Provided text below:

What makes a trigger point sore?

Although their true nature is uncertain, the usual story is that a trigger point is a small patch of tightly contracted muscle, a micro-cramp of a tiny patch of muscle tissue (as opposed to a whole-muscle spasm like a “charlie horse”15). And the story goes on: that small patch of muscle chokes off its own blood supply, which irritates it even more, a vicious cycle dubbed a “metabolic crisis.” This swampy metabolic situation is why I sometimes think of it as sick muscle syndrome.

But that could be wrong. A couple major competing ideas are that it’s a more purely sensory disturbance, or the pain of slightly irritated peripheral nerves, a type of peripheral neuropathy.

Trigger points aren’t just sensitive to pressure; they are also associated with aching and stiffness that spreads out around the TrP, even when you aren’t poking it. The TrP may be in the center of the aching, like the yolk of an egg, or the aching may spread surprisingly far away (via the mechanism of referred pain, another major sub-topic for later). It’s this aching that really puts the “syndrome” in myofascial pain syndrome…

Growing a crop of trigger points

A few minor trigger points here and there is a common annoyance, but a bunch of bad ones is myofascial pain syndrome ( MPS ), and it can be disabling. TrPs are to MPS as pimples are to a serious acne problem.

The more severe trigger points, the more extensive and severe the associated aching and stiffness. There are many other possible causes of unexplained pain, but trigger points are an interesting piece of the puzzle for many people, and knowing about them offers some potential for relief.

This is a fairly detailed summary, but we’re really still just getting started.

A humourous graphical definition/translation of the jargon myofascial pain syndrome.

Quick checklist: classic trigger point symptoms

Although there are many causes of pain, confirming a trigger point diagnosis is simple enough for most people, most of the time. Check all that apply — if you have more than half of these, and no other apparent explanation for your pain, you probably have a trigger point or two.

End of Provided text.
Record set below:

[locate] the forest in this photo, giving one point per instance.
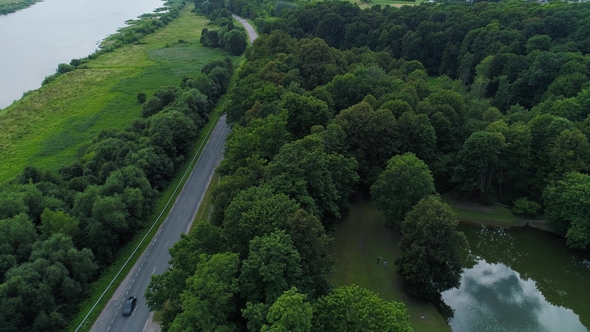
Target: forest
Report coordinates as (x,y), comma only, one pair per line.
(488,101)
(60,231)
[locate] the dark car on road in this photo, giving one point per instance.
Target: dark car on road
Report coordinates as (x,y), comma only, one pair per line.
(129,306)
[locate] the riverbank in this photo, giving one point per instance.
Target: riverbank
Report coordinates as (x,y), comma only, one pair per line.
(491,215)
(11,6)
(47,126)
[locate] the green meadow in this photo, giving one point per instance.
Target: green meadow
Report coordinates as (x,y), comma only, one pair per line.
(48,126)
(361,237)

End of Record set.
Record set below:

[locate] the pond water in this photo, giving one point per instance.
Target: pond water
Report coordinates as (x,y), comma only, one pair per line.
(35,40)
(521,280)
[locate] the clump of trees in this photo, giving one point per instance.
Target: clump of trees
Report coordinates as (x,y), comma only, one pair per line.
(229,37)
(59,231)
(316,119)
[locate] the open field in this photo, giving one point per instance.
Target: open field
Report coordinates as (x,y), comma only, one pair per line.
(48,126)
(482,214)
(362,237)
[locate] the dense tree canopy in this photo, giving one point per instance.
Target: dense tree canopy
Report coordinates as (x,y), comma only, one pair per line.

End of Record set.
Record set below:

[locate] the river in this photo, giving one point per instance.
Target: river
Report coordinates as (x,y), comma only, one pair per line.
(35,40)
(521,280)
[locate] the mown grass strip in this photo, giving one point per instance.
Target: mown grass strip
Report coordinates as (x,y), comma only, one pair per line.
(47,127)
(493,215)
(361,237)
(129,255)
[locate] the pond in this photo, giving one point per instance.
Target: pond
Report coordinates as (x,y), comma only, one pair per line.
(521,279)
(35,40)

End of Record set.

## Exercise requirements
a. From the trigger point passage, extract the stretch from "A humourous graphical" through "point or two.".
b. List every term that the trigger point passage puts inside quotation marks.
The data were taken from a different source than the trigger point passage.

## Results of the exercise
a.
A humourous graphical definition/translation of the jargon myofascial pain syndrome.

Quick checklist: classic trigger point symptoms

Although there are many causes of pain, confirming a trigger point diagnosis is simple enough for most people, most of the time. Check all that apply — if you have more than half of these, and no other apparent explanation for your pain, you probably have a trigger point or two.

b.
charlie horse
metabolic crisis
syndrome